------ Given records ------
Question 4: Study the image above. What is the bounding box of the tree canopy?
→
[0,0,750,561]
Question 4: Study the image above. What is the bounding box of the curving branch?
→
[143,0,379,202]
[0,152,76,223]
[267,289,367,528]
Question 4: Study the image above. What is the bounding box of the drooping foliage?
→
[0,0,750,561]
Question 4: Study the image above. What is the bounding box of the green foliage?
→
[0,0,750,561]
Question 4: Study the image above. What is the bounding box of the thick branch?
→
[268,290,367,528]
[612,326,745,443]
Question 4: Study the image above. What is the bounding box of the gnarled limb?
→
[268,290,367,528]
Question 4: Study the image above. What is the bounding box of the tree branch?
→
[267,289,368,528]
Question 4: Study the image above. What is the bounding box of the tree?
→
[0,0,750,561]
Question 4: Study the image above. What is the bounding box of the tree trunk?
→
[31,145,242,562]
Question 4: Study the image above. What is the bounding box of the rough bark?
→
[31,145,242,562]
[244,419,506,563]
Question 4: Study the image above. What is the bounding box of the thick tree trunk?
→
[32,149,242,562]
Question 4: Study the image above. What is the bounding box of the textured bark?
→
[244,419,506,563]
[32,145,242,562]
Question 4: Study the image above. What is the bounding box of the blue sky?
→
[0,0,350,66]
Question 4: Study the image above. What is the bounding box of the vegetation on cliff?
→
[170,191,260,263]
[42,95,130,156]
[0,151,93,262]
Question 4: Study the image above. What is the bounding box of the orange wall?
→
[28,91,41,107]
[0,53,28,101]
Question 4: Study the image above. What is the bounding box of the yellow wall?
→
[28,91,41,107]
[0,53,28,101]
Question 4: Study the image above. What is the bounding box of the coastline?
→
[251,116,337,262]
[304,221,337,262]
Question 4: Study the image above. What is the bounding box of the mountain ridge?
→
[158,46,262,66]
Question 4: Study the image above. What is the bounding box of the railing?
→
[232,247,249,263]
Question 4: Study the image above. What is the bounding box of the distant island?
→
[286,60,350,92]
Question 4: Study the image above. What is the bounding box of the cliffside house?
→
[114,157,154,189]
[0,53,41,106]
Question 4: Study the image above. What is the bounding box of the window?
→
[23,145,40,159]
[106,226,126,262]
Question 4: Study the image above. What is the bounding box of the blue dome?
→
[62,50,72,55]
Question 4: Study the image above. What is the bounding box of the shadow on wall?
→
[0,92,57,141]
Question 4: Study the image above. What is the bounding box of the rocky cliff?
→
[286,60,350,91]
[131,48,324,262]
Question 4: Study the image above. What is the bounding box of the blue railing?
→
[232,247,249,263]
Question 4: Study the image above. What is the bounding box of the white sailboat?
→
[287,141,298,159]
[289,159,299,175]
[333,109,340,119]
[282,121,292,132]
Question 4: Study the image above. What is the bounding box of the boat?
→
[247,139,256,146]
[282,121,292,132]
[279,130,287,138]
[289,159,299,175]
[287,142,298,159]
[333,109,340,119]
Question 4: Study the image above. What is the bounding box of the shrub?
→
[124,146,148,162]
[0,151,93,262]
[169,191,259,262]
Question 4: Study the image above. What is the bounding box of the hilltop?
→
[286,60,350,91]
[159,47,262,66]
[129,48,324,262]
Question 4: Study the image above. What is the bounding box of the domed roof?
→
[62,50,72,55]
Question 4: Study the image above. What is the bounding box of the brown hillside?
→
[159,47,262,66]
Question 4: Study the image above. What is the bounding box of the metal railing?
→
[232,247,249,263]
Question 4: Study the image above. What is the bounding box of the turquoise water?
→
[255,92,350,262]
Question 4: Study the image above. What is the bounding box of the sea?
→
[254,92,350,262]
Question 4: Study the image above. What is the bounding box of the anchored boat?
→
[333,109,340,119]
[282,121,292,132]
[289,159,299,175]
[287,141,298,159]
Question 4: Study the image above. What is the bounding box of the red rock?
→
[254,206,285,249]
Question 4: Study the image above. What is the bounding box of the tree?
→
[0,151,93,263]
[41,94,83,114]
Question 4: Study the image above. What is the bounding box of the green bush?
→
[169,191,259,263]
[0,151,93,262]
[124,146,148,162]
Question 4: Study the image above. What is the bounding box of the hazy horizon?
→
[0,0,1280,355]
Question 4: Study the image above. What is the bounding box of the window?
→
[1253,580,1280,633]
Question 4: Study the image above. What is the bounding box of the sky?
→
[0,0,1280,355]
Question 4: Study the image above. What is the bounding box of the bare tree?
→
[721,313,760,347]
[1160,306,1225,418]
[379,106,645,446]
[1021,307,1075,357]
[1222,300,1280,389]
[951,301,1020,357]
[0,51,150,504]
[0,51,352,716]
------
Please convert every line of the records above into a Markdown table with the columns "Number" and "Line", one row per line, and skip any blank lines.

Response to this exercise:
| Number | Line |
|---|---|
| 1 | Question 4: Study the image above. What is the bounding box of the tree canopy? |
| 2 | → |
| 3 | [0,0,750,561] |
| 4 | Question 4: Study the image above. What is the bounding box of the curving branch? |
| 5 | → |
| 6 | [143,0,379,202] |
| 7 | [0,152,76,223] |
| 8 | [267,289,367,528] |
| 9 | Question 4: Study the image above. What is the bounding box of the drooping foliage? |
| 10 | → |
| 11 | [0,0,750,561] |
| 12 | Question 4: Study the image above. What is the bounding box of the green foliage? |
| 13 | → |
| 14 | [0,0,750,561] |
| 15 | Question 4: Study the image above. What is the bounding box of the thick branch? |
| 16 | → |
| 17 | [268,290,367,528] |
| 18 | [612,326,745,443] |
| 19 | Question 4: Study the image above. What is the bounding box of the gnarled limb? |
| 20 | → |
| 21 | [268,290,367,528] |
| 22 | Question 4: Study the image above. What is the bounding box of the tree branch? |
| 23 | → |
| 24 | [267,289,368,528] |
| 25 | Question 4: Study the image above. What is the bounding box of the tree? |
| 26 | → |
| 27 | [0,0,750,561] |
| 28 | Question 4: Study the image above. What is the bounding box of the tree trunk? |
| 29 | → |
| 30 | [31,145,242,562] |
| 31 | Question 4: Study the image above. What is the bounding box of the rough bark? |
| 32 | → |
| 33 | [31,145,242,562] |
| 34 | [244,419,506,563] |
| 35 | Question 4: Study the image above. What is the bounding box of the thick tree trunk? |
| 36 | → |
| 37 | [32,149,242,562] |
| 38 | Question 4: Study the image above. What is the bounding box of the textured bark? |
| 39 | → |
| 40 | [244,419,506,563] |
| 41 | [32,145,242,562] |
| 42 | Question 4: Study the image above. What is the bounding box of the blue sky? |
| 43 | → |
| 44 | [0,0,350,66] |
| 45 | Question 4: Study the image above. What is the bounding box of the vegetation on cliff? |
| 46 | → |
| 47 | [170,191,260,263] |
| 48 | [42,95,130,156] |
| 49 | [0,151,93,262] |
| 50 | Question 4: Study the image above. What is the bounding box of the orange wall? |
| 51 | → |
| 52 | [28,91,41,107] |
| 53 | [0,53,28,101] |
| 54 | Question 4: Study the image above. What is the bounding box of the yellow wall? |
| 55 | → |
| 56 | [28,91,41,107] |
| 57 | [0,53,28,101] |
| 58 | Question 4: Study the image above. What is the bounding box of the coastline? |
| 59 | → |
| 60 | [251,116,337,262] |
| 61 | [304,221,337,262] |
| 62 | Question 4: Study the image above. What is the bounding box of the mountain ridge? |
| 63 | → |
| 64 | [158,46,262,66] |
| 65 | Question 4: Study the image above. What is the bounding box of the railing? |
| 66 | → |
| 67 | [232,247,249,263] |
| 68 | Question 4: Study the image above. What is the bounding box of the distant island? |
| 69 | → |
| 70 | [286,60,350,92] |
| 71 | Question 4: Study the image above. What is the bounding box of the cliffside house? |
| 72 | → |
| 73 | [114,157,154,189] |
| 74 | [0,53,41,106] |
| 75 | Question 4: Study the image above. What is the bounding box of the window? |
| 76 | → |
| 77 | [23,145,40,159] |
| 78 | [106,226,126,262] |
| 79 | Question 4: Study the image above. What is the bounding box of the blue dome? |
| 80 | → |
| 81 | [62,50,72,55] |
| 82 | Question 4: Study the image above. What is the bounding box of the shadow on wall? |
| 83 | → |
| 84 | [0,92,57,141] |
| 85 | Question 4: Study the image above. What is the bounding box of the rocky cliff? |
| 86 | → |
| 87 | [286,60,350,91] |
| 88 | [131,48,324,262] |
| 89 | Question 4: Study the image above. What is the bounding box of the blue railing? |
| 90 | → |
| 91 | [232,247,249,263] |
| 92 | Question 4: Study the image above. What is the bounding box of the white sailboat? |
| 93 | → |
| 94 | [287,141,298,159] |
| 95 | [289,159,299,175] |
| 96 | [333,109,340,119] |
| 97 | [282,121,292,132] |
| 98 | Question 4: Study the image above. What is the bounding box of the boat? |
| 99 | → |
| 100 | [247,139,256,146] |
| 101 | [282,121,292,132] |
| 102 | [279,130,287,138] |
| 103 | [289,159,299,175] |
| 104 | [287,142,298,159] |
| 105 | [333,109,340,119] |
| 106 | Question 4: Study the image above. What is the bounding box of the shrub? |
| 107 | → |
| 108 | [124,146,148,162] |
| 109 | [0,151,93,262] |
| 110 | [169,191,259,262] |
| 111 | Question 4: Study the image above. What is the bounding box of the hilltop? |
| 112 | → |
| 113 | [286,60,350,91] |
| 114 | [159,47,262,66] |
| 115 | [129,48,324,262] |
| 116 | Question 4: Study the image above. What is the bounding box of the domed roof? |
| 117 | → |
| 118 | [62,50,72,55] |
| 119 | Question 4: Study the image above. What is the bounding box of the brown hillside? |
| 120 | → |
| 121 | [159,47,262,66] |
| 122 | Question 4: Study the image above. What is the bounding box of the metal railing? |
| 123 | → |
| 124 | [232,247,249,263] |
| 125 | Question 4: Study the image above. What is the bounding box of the turquoise water? |
| 126 | → |
| 127 | [255,92,350,262] |
| 128 | Question 4: Study the image above. What is the bounding box of the sea? |
| 129 | → |
| 130 | [254,92,350,262] |
| 131 | Question 4: Study the image above. What is the bounding box of the anchored boat? |
| 132 | → |
| 133 | [333,109,340,119] |
| 134 | [282,121,292,132] |
| 135 | [289,159,299,175] |
| 136 | [287,141,298,159] |
| 137 | Question 4: Study the image above. What is the bounding box of the red rock? |
| 138 | → |
| 139 | [254,206,285,249] |
| 140 | Question 4: Study the image above. What is the bounding box of the tree? |
| 141 | → |
| 142 | [0,151,93,263] |
| 143 | [41,94,83,114] |
| 144 | Question 4: Study the image above. What is the bounding box of the green bush? |
| 145 | → |
| 146 | [169,191,259,263] |
| 147 | [0,151,93,262] |
| 148 | [124,146,148,162] |
| 149 | Question 4: Study the image above. What is the bounding box of the hazy horizon? |
| 150 | → |
| 151 | [0,0,1280,355] |
| 152 | Question 4: Study the image above. What is the bounding box of the window? |
| 153 | → |
| 154 | [1253,580,1280,633] |
| 155 | Question 4: Study the image above. What is the bounding box of the sky? |
| 156 | → |
| 157 | [0,0,1280,355] |
| 158 | Question 4: Study the image above. What is the bounding box of the bare tree? |
| 159 | → |
| 160 | [721,313,760,347] |
| 161 | [1160,306,1225,418] |
| 162 | [379,106,645,446] |
| 163 | [1021,307,1075,357] |
| 164 | [1222,300,1280,389] |
| 165 | [951,301,1020,357] |
| 166 | [0,51,150,504] |
| 167 | [0,51,352,716] |